The lines below that include "black" are to be found and copied.

[Stored items from a collection]

::::::::

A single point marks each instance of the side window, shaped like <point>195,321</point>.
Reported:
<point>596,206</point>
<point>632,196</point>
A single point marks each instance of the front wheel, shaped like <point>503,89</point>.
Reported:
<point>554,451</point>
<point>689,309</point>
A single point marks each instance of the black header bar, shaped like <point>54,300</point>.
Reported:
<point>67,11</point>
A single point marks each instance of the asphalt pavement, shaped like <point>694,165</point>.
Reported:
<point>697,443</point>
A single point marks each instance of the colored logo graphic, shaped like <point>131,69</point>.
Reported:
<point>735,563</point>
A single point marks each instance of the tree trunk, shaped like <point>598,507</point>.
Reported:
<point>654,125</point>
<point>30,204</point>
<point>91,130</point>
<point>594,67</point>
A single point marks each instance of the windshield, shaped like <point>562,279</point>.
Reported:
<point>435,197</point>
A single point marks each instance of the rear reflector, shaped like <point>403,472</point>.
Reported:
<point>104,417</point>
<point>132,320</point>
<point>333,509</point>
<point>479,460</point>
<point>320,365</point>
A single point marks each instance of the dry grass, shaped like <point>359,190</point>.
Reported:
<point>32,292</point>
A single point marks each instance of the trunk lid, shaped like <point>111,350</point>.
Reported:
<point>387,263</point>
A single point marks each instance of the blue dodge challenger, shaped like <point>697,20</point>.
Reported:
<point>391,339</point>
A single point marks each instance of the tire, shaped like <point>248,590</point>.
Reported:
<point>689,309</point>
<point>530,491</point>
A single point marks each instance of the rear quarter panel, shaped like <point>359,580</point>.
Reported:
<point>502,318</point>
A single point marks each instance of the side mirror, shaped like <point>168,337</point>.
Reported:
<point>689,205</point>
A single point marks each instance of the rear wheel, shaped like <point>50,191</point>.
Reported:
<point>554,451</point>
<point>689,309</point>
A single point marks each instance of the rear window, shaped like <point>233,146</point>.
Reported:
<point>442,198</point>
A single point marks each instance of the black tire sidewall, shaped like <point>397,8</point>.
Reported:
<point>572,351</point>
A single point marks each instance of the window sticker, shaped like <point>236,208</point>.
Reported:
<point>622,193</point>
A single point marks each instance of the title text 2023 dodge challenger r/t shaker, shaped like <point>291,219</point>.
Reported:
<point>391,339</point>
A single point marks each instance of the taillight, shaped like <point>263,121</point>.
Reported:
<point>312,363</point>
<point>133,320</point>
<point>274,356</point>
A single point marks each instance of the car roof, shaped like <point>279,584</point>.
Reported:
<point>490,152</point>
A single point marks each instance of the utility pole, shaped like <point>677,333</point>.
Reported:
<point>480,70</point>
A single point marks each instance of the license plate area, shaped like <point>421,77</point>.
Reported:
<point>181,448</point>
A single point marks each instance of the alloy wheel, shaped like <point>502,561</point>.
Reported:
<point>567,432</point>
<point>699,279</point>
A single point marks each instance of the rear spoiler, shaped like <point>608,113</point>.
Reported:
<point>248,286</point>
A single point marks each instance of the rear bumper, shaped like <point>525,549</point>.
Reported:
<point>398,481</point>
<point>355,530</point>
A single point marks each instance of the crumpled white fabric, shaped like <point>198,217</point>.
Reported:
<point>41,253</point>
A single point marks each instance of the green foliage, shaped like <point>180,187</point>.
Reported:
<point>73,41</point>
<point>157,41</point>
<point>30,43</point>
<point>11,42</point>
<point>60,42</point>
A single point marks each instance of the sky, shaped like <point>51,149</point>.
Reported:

::::::::

▶ **Response below**:
A single point marks each instance of the black header bar, shaped like <point>54,300</point>.
A single point marks each instance of the black tire sidewall, shaped like <point>397,8</point>.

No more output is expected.